Instructions for the task
Each line of the data has to be transcribed exactly.

Data for processing

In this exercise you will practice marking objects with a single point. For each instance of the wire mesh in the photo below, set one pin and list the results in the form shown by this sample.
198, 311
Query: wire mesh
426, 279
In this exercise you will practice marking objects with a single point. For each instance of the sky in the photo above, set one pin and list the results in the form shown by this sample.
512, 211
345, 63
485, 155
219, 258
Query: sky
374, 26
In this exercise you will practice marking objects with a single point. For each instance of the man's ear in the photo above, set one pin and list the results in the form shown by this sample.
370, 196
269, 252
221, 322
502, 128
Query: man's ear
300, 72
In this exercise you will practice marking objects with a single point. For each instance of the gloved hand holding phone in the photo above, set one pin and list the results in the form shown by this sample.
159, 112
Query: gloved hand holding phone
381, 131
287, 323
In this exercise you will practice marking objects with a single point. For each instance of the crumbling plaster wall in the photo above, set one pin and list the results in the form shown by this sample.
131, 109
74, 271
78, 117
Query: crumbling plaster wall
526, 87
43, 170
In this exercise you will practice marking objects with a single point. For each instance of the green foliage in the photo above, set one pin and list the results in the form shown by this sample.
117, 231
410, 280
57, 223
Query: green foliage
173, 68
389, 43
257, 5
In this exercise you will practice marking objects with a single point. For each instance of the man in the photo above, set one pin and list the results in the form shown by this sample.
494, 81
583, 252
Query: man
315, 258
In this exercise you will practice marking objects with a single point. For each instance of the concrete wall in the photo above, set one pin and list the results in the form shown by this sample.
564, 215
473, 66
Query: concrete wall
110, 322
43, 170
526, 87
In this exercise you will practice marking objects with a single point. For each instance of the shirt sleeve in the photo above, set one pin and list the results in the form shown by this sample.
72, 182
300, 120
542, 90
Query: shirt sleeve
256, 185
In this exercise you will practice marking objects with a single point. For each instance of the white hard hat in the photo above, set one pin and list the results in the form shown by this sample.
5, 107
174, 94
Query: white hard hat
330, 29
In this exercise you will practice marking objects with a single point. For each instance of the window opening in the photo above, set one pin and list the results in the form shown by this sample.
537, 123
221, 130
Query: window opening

Result of this exercise
In this exercise you will practice marking objects with a single point. For each instance of the wire mesh in the photo below, set one pin and list the results in the form shown by this sample.
198, 311
Query: wire mesh
426, 279
In this exercise you will practice marking objects with a single point. For each instance of the sky in the photo above, set one pin and list the results in the form shown by this sample.
512, 211
345, 63
485, 155
219, 258
Query: sky
374, 26
In this exercise you will practice marking objects with a single point. For each instance of the man's ear in the photo above, set one pin and list the results in the form shown by this sample.
370, 196
269, 252
221, 322
502, 128
Query: man's ear
300, 72
In this exercise you will practice marking objects with a single point. For each instance of the gloved hand holding phone in the photo above, set one pin and list the results in the form shown by this sample.
159, 112
Query: gloved hand holding phone
381, 131
287, 323
In this exercise you will practice marking objects with a single point. For each instance of the crumbling plaster wall in the photo above, set one pin and list the results in the form shown by this sample.
131, 109
74, 271
78, 117
Query: crumbling plaster wall
526, 87
43, 170
In this exercise you will practice marking objects with a single point. For each instance of the green foliage in the photo above, set one pin and list the results in the form shown by this sample.
117, 231
410, 280
57, 223
Query: green foliage
173, 68
389, 43
257, 5
In this exercise you will practice marking objects with a single point. For each instance of the man in the photo above, set one pin and list the results in the form shown by this sample.
494, 81
583, 252
Query: man
315, 258
In this exercise you will practice marking objects with a single point. For each instance of the concrete wall in the photo above, set one pin and list the results in the form shown by this sample.
564, 215
473, 66
Query: concrete wall
110, 322
43, 170
526, 87
In this exercise you will practice marking objects with a single point. For each instance of the shirt sleeve in the photo above, set one pin and list the results in the form shown by this sample.
72, 182
300, 120
542, 90
Query: shirt sleeve
256, 185
In this exercise you will practice marking objects with a single point. For each instance of the white hard hat in the photo above, set one pin and list the results in the form shown by this sample.
5, 107
174, 94
Query: white hard hat
330, 29
In this exercise you will practice marking objects with a single point. For each instance of the window opening in the photo above, set one pin and list the results in the form shown by this sample.
537, 123
221, 130
Query: window opening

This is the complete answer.